Records supplied Block Start
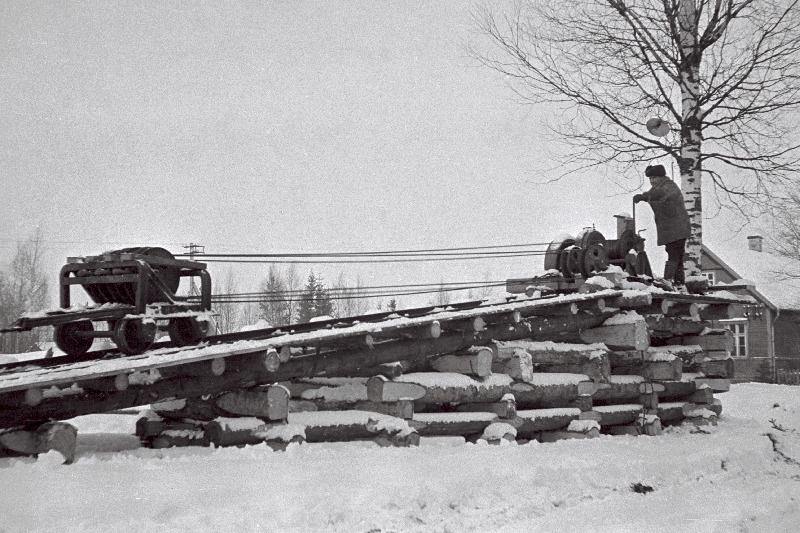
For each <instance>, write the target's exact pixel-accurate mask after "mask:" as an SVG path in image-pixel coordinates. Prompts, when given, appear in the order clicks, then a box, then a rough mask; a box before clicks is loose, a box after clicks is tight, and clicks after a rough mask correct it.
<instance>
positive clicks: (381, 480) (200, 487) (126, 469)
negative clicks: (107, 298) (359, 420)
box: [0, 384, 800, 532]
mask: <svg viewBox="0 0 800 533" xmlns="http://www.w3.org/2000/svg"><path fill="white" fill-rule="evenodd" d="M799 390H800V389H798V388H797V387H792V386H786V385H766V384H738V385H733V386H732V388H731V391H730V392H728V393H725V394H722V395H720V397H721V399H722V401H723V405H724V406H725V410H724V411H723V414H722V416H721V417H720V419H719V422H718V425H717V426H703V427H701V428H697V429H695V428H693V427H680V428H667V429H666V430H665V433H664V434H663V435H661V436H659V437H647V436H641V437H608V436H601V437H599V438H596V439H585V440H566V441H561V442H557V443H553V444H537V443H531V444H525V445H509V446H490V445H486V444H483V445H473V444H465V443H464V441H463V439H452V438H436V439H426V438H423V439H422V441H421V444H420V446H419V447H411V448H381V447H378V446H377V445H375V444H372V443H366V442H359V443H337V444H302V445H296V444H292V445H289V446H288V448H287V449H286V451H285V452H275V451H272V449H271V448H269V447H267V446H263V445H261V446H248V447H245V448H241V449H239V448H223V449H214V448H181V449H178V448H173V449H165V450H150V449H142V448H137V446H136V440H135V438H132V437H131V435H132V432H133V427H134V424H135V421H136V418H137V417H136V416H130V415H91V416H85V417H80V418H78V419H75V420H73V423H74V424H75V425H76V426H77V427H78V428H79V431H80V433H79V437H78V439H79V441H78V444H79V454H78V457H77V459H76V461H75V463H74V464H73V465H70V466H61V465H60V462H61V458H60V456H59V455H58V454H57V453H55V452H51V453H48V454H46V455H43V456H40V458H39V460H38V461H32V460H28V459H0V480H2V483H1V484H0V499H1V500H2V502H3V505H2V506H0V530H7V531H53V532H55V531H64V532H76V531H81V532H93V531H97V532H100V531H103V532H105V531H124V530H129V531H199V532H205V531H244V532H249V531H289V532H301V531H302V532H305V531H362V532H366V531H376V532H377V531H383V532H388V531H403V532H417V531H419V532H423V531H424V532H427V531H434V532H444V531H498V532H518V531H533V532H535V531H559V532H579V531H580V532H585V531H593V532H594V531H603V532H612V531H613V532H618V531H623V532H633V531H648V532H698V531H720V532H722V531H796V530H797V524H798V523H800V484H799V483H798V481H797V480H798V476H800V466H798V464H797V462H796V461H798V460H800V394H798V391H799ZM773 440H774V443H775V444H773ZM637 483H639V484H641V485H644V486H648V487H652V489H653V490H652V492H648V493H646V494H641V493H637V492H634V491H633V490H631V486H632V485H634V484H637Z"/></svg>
Records supplied Block End
** Task **
Give every line of the listing above again, exactly, with no images.

** Task solution **
For each <instance>, write the target's exact pixel-accurate mask after "mask:" as an SVG path in image-pixel coordinates. Prompts, when given, appear in the order clicks, then a box, then a rough mask; a box before clicks is loose, a box after clicks is tight, and clicks after a rough mask correct it.
<instance>
positive clicks: (381, 480) (200, 487) (126, 469)
negative clicks: (107, 298) (359, 420)
box: [0, 384, 800, 532]
mask: <svg viewBox="0 0 800 533" xmlns="http://www.w3.org/2000/svg"><path fill="white" fill-rule="evenodd" d="M799 390H800V389H798V388H797V387H792V386H786V385H766V384H738V385H733V386H732V388H731V391H730V392H728V393H725V394H722V395H720V397H721V399H722V401H723V405H724V406H725V410H724V411H723V414H722V416H721V417H720V419H719V422H718V425H717V426H703V427H701V428H697V429H695V428H693V427H680V428H667V429H666V430H665V433H664V434H663V435H661V436H659V437H647V436H641V437H608V436H601V437H599V438H596V439H585V440H566V441H561V442H557V443H553V444H537V443H531V444H525V445H509V446H490V445H486V444H483V445H473V444H465V443H464V441H463V439H452V438H436V439H426V438H423V439H422V441H421V444H420V446H419V447H411V448H381V447H378V446H377V445H375V444H372V443H366V442H359V443H337V444H302V445H296V444H292V445H289V446H288V448H287V449H286V451H285V452H275V451H272V449H271V448H269V447H267V446H263V445H261V446H248V447H245V448H241V449H239V448H223V449H214V448H181V449H178V448H173V449H165V450H150V449H142V448H137V446H136V440H135V438H132V437H131V435H132V432H133V427H134V424H135V421H136V418H137V417H136V416H130V415H91V416H85V417H80V418H78V419H75V420H73V423H74V424H75V425H76V426H77V427H78V428H79V431H80V433H79V437H78V439H79V441H78V444H79V454H78V457H77V459H76V461H75V463H74V464H73V465H70V466H61V465H60V462H61V458H60V456H59V455H58V454H57V453H55V452H51V453H48V454H46V455H43V456H40V458H39V460H38V461H32V460H28V459H0V480H2V483H1V484H0V499H1V500H2V502H3V505H2V506H0V530H7V531H53V532H55V531H64V532H76V531H81V532H93V531H97V532H100V531H103V532H105V531H124V530H129V531H199V532H205V531H244V532H249V531H289V532H301V531H302V532H305V531H362V532H366V531H376V532H377V531H383V532H388V531H403V532H417V531H419V532H423V531H424V532H427V531H434V532H444V531H498V532H518V531H533V532H535V531H559V532H579V531H580V532H585V531H593V532H594V531H603V532H612V531H613V532H618V531H623V532H633V531H648V532H698V531H720V532H722V531H796V530H797V524H798V523H800V484H799V483H798V481H797V480H798V476H800V466H798V464H797V462H796V461H798V460H800V394H798V391H799ZM773 440H774V443H775V444H773ZM637 483H639V484H641V485H644V486H648V487H652V489H653V490H652V492H648V493H646V494H641V493H637V492H634V491H633V490H631V486H632V485H634V484H637Z"/></svg>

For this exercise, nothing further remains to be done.